Portanto, você pode concluir pacificamente que a objetividade jurídica da espécie contiua sendo a liberdade individual, agora em sua esfera mais íntima e particular.
6.6.3. Sujeitos.
Sujeito ativo pode ser qualquer pessoa (crime comum), até mesmo o proprietário do imóvel, quando o bem estiver legitimamente sobre a posse de outrem. Assim, comete o delito em apreço o proprietário que, sem autorização de seu inquilino, invade a casa locada. Veja, portanto, como a lei preferiu proteger a tranqüilidade íntima e doméstica do indivíduo em detrimento da mera conotação patrimonial da conduta! Note, também, que sendo o agente funcionário público e a invasão se der em desconformidade com os preceitos legais, a infração passa a ser majorada (art. 150, § 2º) ou, ainda, crime de abuso de autoridade (Lei nº 4.898/65).
Talvez a questão mais interessante no estudo da violação de domicílio seja a pertinente ao sujeito passivo. Diz a lei: “Entrar ou permanecer clandestina ou astuciosamente, ou contra a vontade expressa ou tácita de quem de direito....”. Ora, daí se conclui que o sujeito passivo é exatamente a pessoa à qual a expressão“de quem de direito” se refere, cabendo ao estudioso identificá-la no caso concreto, ou seja, é mister estabelecer qual o morador que pode exercer o direito de anuir ou excluir a entrada ou permanência de outra pessoa no domicílio (jus prohibendi).

◆ ITEM DA TAREFA 1 ◆
No trecho sobre violação de domicílio, por que o proprietário do imóvel pode cometer o delito ao invadir, sem autorização do inquilino, a casa que alugou? Responda em uma a três frases.
◆ ITEM DA TAREFA 2 ◆
Dê prosseguimento ao trecho sobre violação de domicílio a partir da última frase apresentada.

◆ CONTEÚDO DOS DADOS ◆
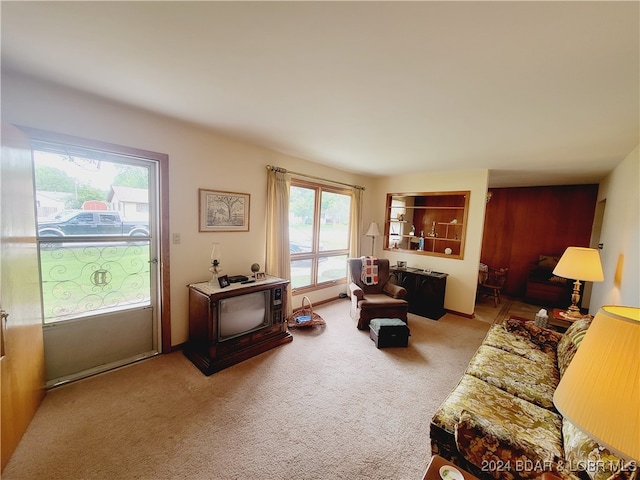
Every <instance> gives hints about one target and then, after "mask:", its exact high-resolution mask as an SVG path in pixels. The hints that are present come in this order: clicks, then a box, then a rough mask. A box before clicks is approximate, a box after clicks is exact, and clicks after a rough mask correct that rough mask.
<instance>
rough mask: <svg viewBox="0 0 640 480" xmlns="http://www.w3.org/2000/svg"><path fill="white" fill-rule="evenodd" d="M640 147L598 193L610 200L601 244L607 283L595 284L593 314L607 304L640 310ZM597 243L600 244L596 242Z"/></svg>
mask: <svg viewBox="0 0 640 480" xmlns="http://www.w3.org/2000/svg"><path fill="white" fill-rule="evenodd" d="M639 191H640V147H636V149H635V150H634V151H633V152H632V153H631V154H629V156H628V157H627V158H626V159H625V160H624V161H623V162H622V163H620V165H618V167H617V168H616V169H615V170H614V171H613V172H611V173H610V174H609V176H607V178H605V179H604V180H603V181H602V182H601V183H600V188H599V190H598V202H601V201H603V200H606V205H605V210H604V217H603V220H602V233H601V236H600V239H599V242H600V243H602V244H603V245H604V247H603V249H602V250H601V251H600V258H601V260H602V269H603V271H604V281H603V282H600V283H594V284H593V290H592V293H591V302H590V313H591V314H594V315H595V314H596V313H597V311H598V309H599V308H600V307H601V306H603V305H627V306H635V307H640V194H639V193H638V192H639ZM595 243H598V241H596V242H595Z"/></svg>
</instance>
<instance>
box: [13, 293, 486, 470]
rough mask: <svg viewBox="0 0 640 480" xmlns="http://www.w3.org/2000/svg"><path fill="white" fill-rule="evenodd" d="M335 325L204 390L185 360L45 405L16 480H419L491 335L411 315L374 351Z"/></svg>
mask: <svg viewBox="0 0 640 480" xmlns="http://www.w3.org/2000/svg"><path fill="white" fill-rule="evenodd" d="M315 310H316V311H317V312H318V313H319V314H320V315H321V316H322V318H324V319H325V321H326V325H325V326H320V327H311V328H309V329H295V330H292V334H293V335H294V340H293V342H292V343H290V344H287V345H284V346H281V347H278V348H276V349H274V350H271V351H269V352H266V353H264V354H261V355H259V356H257V357H254V358H252V359H250V360H247V361H245V362H242V363H240V364H238V365H235V366H233V367H230V368H228V369H225V370H223V371H221V372H218V373H215V374H213V375H211V376H210V377H206V376H204V375H203V374H202V373H200V371H199V370H198V369H197V368H196V367H195V366H194V365H192V364H191V363H190V362H189V360H188V359H187V358H185V357H184V356H183V355H182V353H181V352H174V353H171V354H167V355H159V356H156V357H154V358H152V359H149V360H145V361H142V362H139V363H136V364H134V365H131V366H129V367H126V368H122V369H119V370H115V371H112V372H109V373H106V374H102V375H99V376H95V377H92V378H89V379H86V380H82V381H79V382H76V383H73V384H69V385H66V386H63V387H59V388H56V389H54V390H51V391H49V392H48V393H47V396H46V397H45V399H44V401H43V403H42V405H41V407H40V409H39V410H38V412H37V414H36V416H35V418H34V419H33V421H32V423H31V425H30V426H29V428H28V430H27V432H26V433H25V436H24V437H23V439H22V441H21V443H20V445H19V446H18V448H17V450H16V452H15V453H14V455H13V457H12V459H11V460H10V462H9V464H8V466H7V467H6V469H5V471H4V472H3V475H2V476H3V478H4V479H6V480H10V479H20V480H24V479H40V478H43V479H44V478H47V479H180V478H184V479H249V480H250V479H296V480H298V479H394V480H398V479H407V480H409V479H413V480H415V479H419V478H422V477H421V475H422V474H423V473H424V470H425V469H426V466H427V463H428V461H429V458H430V443H429V421H430V419H431V417H432V415H433V413H434V412H435V411H436V409H437V408H438V407H439V405H440V403H441V402H442V401H443V400H444V399H445V397H446V396H447V395H448V394H449V392H450V391H451V390H452V389H453V387H454V386H455V385H456V384H457V382H458V381H459V379H460V377H461V375H462V373H463V371H464V370H465V368H466V366H467V364H468V362H469V360H470V359H471V357H472V355H473V354H474V352H475V351H476V349H477V348H478V346H479V345H480V343H481V341H482V339H483V338H484V336H485V334H486V332H487V330H488V328H489V326H490V323H488V322H483V321H479V320H476V319H468V318H464V317H460V316H456V315H452V314H446V315H445V316H444V317H442V318H441V319H440V320H439V321H433V320H429V319H426V318H422V317H418V316H415V315H411V314H409V327H410V329H411V337H410V338H409V346H408V348H390V349H380V350H378V349H376V348H375V346H374V344H373V342H372V341H371V340H370V339H369V336H368V332H364V331H359V330H357V329H356V326H355V322H354V321H353V320H352V319H351V318H350V317H349V303H348V301H347V300H337V301H335V302H332V303H329V304H326V305H321V306H318V307H316V308H315Z"/></svg>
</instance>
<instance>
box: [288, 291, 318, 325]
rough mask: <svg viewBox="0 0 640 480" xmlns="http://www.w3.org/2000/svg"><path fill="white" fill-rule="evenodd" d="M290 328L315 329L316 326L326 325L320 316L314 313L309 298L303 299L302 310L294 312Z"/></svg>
mask: <svg viewBox="0 0 640 480" xmlns="http://www.w3.org/2000/svg"><path fill="white" fill-rule="evenodd" d="M288 323H289V328H304V327H313V326H315V325H324V324H325V322H324V320H323V319H322V317H321V316H320V315H318V314H317V313H313V305H311V300H309V297H307V296H304V297H302V308H300V310H298V311H296V312H293V315H291V317H289V322H288Z"/></svg>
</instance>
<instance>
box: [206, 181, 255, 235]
mask: <svg viewBox="0 0 640 480" xmlns="http://www.w3.org/2000/svg"><path fill="white" fill-rule="evenodd" d="M198 192H199V196H200V204H199V214H200V231H201V232H248V231H249V202H250V200H251V195H250V194H248V193H236V192H223V191H218V190H206V189H204V188H200V189H199V190H198Z"/></svg>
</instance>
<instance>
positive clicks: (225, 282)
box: [218, 275, 231, 288]
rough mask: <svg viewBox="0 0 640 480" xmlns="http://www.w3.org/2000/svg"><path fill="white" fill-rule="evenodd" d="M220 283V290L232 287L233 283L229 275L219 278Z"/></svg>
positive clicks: (220, 277)
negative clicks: (232, 284) (228, 286)
mask: <svg viewBox="0 0 640 480" xmlns="http://www.w3.org/2000/svg"><path fill="white" fill-rule="evenodd" d="M218 283H219V284H220V288H225V287H228V286H229V285H231V282H230V281H229V277H228V276H227V275H222V276H221V277H218Z"/></svg>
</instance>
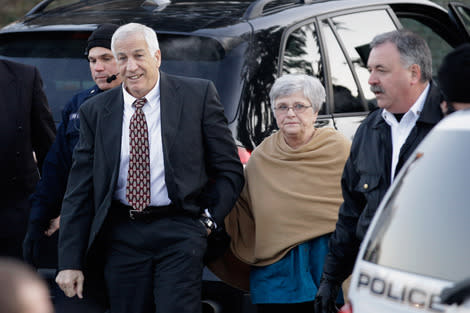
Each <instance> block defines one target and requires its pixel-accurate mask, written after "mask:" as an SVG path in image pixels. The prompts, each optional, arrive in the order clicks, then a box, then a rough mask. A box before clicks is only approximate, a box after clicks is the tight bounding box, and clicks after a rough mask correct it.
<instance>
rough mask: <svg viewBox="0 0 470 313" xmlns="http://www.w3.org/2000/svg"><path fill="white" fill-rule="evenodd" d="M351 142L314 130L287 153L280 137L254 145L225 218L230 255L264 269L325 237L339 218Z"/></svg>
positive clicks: (325, 129)
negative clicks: (299, 249) (340, 184)
mask: <svg viewBox="0 0 470 313" xmlns="http://www.w3.org/2000/svg"><path fill="white" fill-rule="evenodd" d="M350 144H351V143H350V141H349V140H348V139H346V138H345V137H344V136H343V135H342V134H340V133H339V132H337V131H335V130H334V129H331V128H319V129H317V130H316V132H315V134H314V136H313V137H312V139H311V140H310V141H309V142H308V143H306V144H305V145H303V146H301V147H299V148H297V149H292V148H291V147H289V146H288V145H287V143H286V142H285V140H284V138H283V136H282V134H281V132H277V133H275V134H273V135H271V136H270V137H268V138H266V139H265V140H264V141H263V142H262V143H261V145H259V146H258V147H257V148H256V149H255V150H254V151H253V154H252V156H251V158H250V160H249V162H248V164H247V166H246V168H245V186H244V188H243V191H242V193H241V195H240V198H239V199H238V201H237V203H236V205H235V207H234V208H233V210H232V211H231V213H230V214H229V215H228V216H227V218H226V219H225V224H226V227H227V232H228V233H229V234H230V236H231V237H232V241H231V250H232V252H233V254H234V255H235V256H236V257H237V258H238V259H240V260H242V261H243V262H245V263H248V264H251V265H255V266H265V265H269V264H272V263H274V262H276V261H278V260H279V259H281V258H282V257H283V256H284V255H285V254H286V253H287V252H288V251H289V250H290V249H292V248H294V247H295V246H297V245H298V244H300V243H302V242H305V241H307V240H310V239H312V238H316V237H318V236H321V235H324V234H327V233H330V232H332V231H333V230H334V228H335V224H336V220H337V218H338V209H339V206H340V205H341V203H342V202H343V198H342V195H341V185H340V181H341V175H342V172H343V168H344V164H345V162H346V159H347V157H348V155H349V148H350Z"/></svg>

◆ ÁREA DE RESPOSTA 1 ◆
O proprietário pode ser sujeito ativo quando o imóvel está legitimamente sob a posse de outra pessoa. Isso acontece porque a lei preferiu proteger a tranquilidade íntima e doméstica do indivíduo em detrimento da mera conotação patrimonial da conduta.

◆ ÁREA DE RESPOSTA 2 ◆
Para tanto, é necessário lembrar que, via de regra, as casas abrigam mais de um morador e que a co-abitação pode ser regulada por um regime de subordinação ou de igualdade. No primeiro caso, um ou alguns moradores deteêm a autoridade de controlar a entrada de pessoas na residência, permitindo ou vedando o ingresso de estranhos (é o que ocorre, por exemplo, nos ambientes hierarquizados: conventos, quartéis, colégios etc.). Já no regime da igualdade, todos os moradores possuem este poder (uma república de estudantes, p.ex.).
Todavia, ainda assim surgem questões que merecem cuidado rebobrado, senão vejamos:
1ª) Cônjuges: inicialmente devo lhe lembrar que marido e mulher (cônjuges, companheiros, etc.) partilham em igualdade de condições a direção do lar (art. 226, § 5º, CF), portanto, ambos exercem o jus prohibendi. Todavia, pode ser que um deles permita, enquanto o outro vede, a entrada ou permanência de determinada pessoa. Neste caso, deve prevalecer a negativa, “sob pena de haver violação de domicílio em relação ao dissente”37, reconhecendo-se assim o que poderíamos chamar de “direito ao veto” de qualquer um dos cônjuges ou companheiros.
2ª) Filhos : os filhos têm resguardado o direito de permitir que outras pessoas entrem em seus aposentos, desde que não haja proibição dos pais. Lembre-se que aqui, particularmente, há relação de subordinação e não de igualdade, ou seja, os filhos não partilham da direção da entidade familiar (a não ser que a casa seja do filho e os pais nela morem por dever de assistência).
3ª) Empregados domésticos : tal como os filhos, os empregados podem permitir a entrada de outras pessoas em seus aposentos, a não ser que impere ordem em contrário, emanda pelos dirigentes da casa (comumente, marido e mulher).
4ª) Relação de subordinação: prevalece sempre a vontade da pessoa que detêm a autoridade e o controle do local. Pode acontecer, porém, deste poder ou atribuição ser compartilhado, preponderando a proibição em caso de manifestação de vontades contraditórias.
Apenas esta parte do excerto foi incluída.